Text for analysis:
■ ■ ■ ■
"If the God you believe in as an idea doesn’t start showing up in what happens to you in your own life, you have as much cause for concern as if the God you don’t believe in as an idea does start showing up. It is absolutely crucial, therefore, to keep in constant touch with what is going on in your own life’s story and to pay close attention to what is going on in the stories of others’ lives. If God is present anywhere, it is in those stories that God is present. If God is not present in those stories, then they are scarcely worth telling." ~ Frederick Buechner

03 July 2011

Are You Alive In There?

Much of my thought life in the past four months has been consumed with Brennan's sleep patterns. I suppose this is the life of any mother whose child isn't one of those champion snoozers.

Starting the week before our move, Brennan started waking up every couple hours at night and would not go back to sleep without nursing. Eventually, I got to the point where I was so tired in the middle of the night that I would just keep him in bed with me instead of putting him back on his own little palette on the floor (because we'd already packed up the crib and his pack and play).

Let me just say, in retrospect:

that

was

a bad,

bad,

bad idea.

It led to poor sleeping habits, but again, I was exhausted from the constant awakening.

After we settled in a bit here at our new home, I decided that this just could not continue. Nich and I were perpetually tired, and although I am able to function remarkably well on little sleep, Nich was having to consume copious amounts of caffeine in order to feel alert at work. After discussing with Nich what we were and weren't okay with (such as letting Brennan cry himself to sleep - not okay with us), I began researching various books and sleeping aids online. I settled on Elizabeth Pantley's No Cry Sleep Solution (and can I just say that I love Amazon Mom and the Amazon Prime shipping privileges that come with it?). The book arrived, I read it cover to cover in two days, made up our bedtime routine, and began implementing it.

I won't stay that it was an immediate, miraculous change, and we've had to adjust the routine (eliminating elements that didn't work, keeping what did), but what a difference from that first 24-hour period where I had to log Brennan's sleeping as we began the Pantley method. I didn't realize quite how little he was sleeping throughout a 24-hour period until I looked at the log. Overnight, he was really only sleeping about six hours, and then he would only take 3 45 minutes to hour-and-a-half-long naps during the day. Definitely not enough sleep for a little guy!

Now, four weeks later, he's doing so much better. The book recommends doing the sleep log every 10 days to encourage yourself, but we began seeing results within a few days so I didn't feel I really needed the extra motivation. We hit a couple bumps in the road (when we derailed from the bedtime routine), but now that we've seen the importance of keeping said routine, we're all much better rested.

Last night, Brennan slept six hours straight, woke up to marathon-nurse, and slept another four hours. He woke up for the day at 6 (at which point I was happy to wake up with him, since I was well-rested as well), nursed and played, and went down for another nap at 8:45. It is currently 11:12 and he is still fast asleep.

When he was little (ha, ha), I would peer over the side of his pack and play bassinet in our room at night to make sure he was still breathing, because all the ominous warnings about SIDS and suffocation from the hospital were fresh in my mind. This morning, I found myself going into the nursery to stare at his belly to make sure he was breathing.
■ ■ ■ ■
Dataset records:
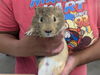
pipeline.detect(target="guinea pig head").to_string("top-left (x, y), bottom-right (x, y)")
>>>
top-left (33, 7), bottom-right (65, 37)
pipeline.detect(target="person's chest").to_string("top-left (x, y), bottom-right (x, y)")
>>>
top-left (12, 0), bottom-right (98, 49)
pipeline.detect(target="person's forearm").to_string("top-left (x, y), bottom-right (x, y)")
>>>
top-left (75, 39), bottom-right (100, 65)
top-left (0, 34), bottom-right (18, 56)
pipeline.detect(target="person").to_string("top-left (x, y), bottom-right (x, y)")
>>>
top-left (0, 0), bottom-right (100, 75)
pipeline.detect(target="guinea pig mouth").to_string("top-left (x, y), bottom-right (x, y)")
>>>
top-left (42, 31), bottom-right (55, 37)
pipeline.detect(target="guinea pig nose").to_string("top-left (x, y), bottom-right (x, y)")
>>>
top-left (45, 30), bottom-right (52, 33)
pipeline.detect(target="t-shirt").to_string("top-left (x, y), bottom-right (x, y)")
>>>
top-left (0, 0), bottom-right (98, 75)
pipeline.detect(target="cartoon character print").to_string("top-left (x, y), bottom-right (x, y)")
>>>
top-left (65, 11), bottom-right (94, 51)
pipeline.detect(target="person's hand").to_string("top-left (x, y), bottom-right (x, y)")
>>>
■ ■ ■ ■
Answer these questions from the blog post about Brennan's sleep.
(a) Which book did the writer choose after researching sleeping aids online?
(b) How often does that book recommend keeping the sleep log?
(c) At what time did Brennan go down for his morning nap on the day of the post?

Written reply:
(a) Elizabeth Pantley's No Cry Sleep Solution.
(b) Every 10 days.
(c) At 8:45.